---------- Kaynak metin ----------
Aşağı Yapıcı ile ilgili Bölüm (**)
ERDEK’E YOLCULUK
Bandırmaya varışımın dördüncü günü “ Erdek” seferine çıktık . Yarı yolda bir köyde durup kır yemeği yemek planımızın içindeydi . Redif binbaşı Agah Bey ile dezanfektör ( tütsücü) Hamdi Efendi ve Hekim Sami Bey’den oluşup iki arabaya ayrılarak Bandırma’dan hareket ettik … Bir süre körfezin batı kıyısında kumlar üstünde yürüyerek geçirdik . Sonra “Kadı Boğan “ mevkisinde yokuşa tırmanmaya başladık… Bazıları boş , bazısının üstünde birer balıkçı kulübesi bulunan kıyı boyunda mini mini adacıkların , kayıkları için liman( sığınak) yaptıkları yalçın kayalık körfezcikleri seyrediyorduk . Çok geçmeden Bandırma yakasını Kapıdağ Yarımadasına bağlayan dar boğaza vardık . Denizin Yüzü ile bir hizada bulunan ve beyaz kumluktan oluşan ve kamışlarla örtülü bir yer . Öteki yanda Erdek Körfezi görünüyor … Boğazın uzunluğu , yani Bandırma ve Erdek körfezlerinin arasındaki uzaklık yaklaşık bir kilometredir . Genişliği , yani Bandırma yakası ile Kapıdağ Yarımadası arasındaki yolu beş dakikada aldık ..
---------- Çıkarılan kayıtlar ----------
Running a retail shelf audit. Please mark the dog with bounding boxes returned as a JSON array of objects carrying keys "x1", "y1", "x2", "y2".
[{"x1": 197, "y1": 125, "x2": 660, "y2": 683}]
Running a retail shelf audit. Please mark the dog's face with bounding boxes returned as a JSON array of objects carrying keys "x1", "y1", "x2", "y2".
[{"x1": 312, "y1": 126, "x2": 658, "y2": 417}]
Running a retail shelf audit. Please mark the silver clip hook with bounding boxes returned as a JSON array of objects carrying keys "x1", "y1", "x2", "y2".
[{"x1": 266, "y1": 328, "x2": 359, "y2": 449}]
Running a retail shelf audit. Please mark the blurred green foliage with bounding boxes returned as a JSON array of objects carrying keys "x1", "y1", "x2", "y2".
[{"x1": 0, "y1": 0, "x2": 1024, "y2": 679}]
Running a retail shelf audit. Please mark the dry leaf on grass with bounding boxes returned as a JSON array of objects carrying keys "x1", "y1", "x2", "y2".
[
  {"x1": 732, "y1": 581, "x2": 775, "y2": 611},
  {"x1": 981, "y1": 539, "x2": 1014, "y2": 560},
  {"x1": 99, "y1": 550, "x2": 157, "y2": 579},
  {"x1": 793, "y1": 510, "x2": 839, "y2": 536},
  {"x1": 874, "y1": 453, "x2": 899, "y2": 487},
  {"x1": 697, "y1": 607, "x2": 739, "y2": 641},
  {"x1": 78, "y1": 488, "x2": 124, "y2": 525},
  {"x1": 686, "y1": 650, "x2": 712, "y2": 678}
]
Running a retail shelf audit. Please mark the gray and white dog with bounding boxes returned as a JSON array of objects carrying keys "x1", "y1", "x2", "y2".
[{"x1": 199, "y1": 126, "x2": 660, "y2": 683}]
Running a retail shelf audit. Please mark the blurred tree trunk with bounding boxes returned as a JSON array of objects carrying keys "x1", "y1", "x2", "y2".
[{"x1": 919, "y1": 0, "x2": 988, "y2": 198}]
----------
## Yapılacak görevler
A. Erdek yolculuğunu anlatan metne göre Bandırma ve Erdek körfezleri arasındaki uzaklık ne kadardır?
B. Erdek yolculuğunu anlatan metni son cümlesinden sonrasıyla sürdürün.

## Görev çıktıları
A. Yaklaşık bir kilometredir.

B.
Kapıdağ yakasına geçine halk arasında “ Belkıs Harabesi” denilen eski “ Kizik” kenti yıkıntılarının kenarından geçip hedef olarak aldığımız “ Yapıcı Köyü” ne varıldı . Deniz kenarına ve çimen üstüne hasırları serip oturarak turfanda bir kır sefası yaptık .
Sahil, irili ufaklı granit taşı kümeleriyle çevrilmiş . Bir tarafında kayıklar yükletiliyor . Ahalisi tümüyle taşçılıkla uğraşıp geçiniyor ve ocaklardan getirilip burada “ Parke” biçiminde kırıldığı için köyün adını “ Yapıcı” koymuşlar .
Köyün ileri gelenlerinden biri Agah Bey’i tanıdığından karşılama işini o yaptı … Kendisi Darülaceze’ye granit verme işini üstlenmiş ve şimdiye kadar yüz bin parça göndermiş …
(**) ( Bu bölüm kitabın 107-108. sayfalarında yer almaktadır . Tarih , Aralık 1894 )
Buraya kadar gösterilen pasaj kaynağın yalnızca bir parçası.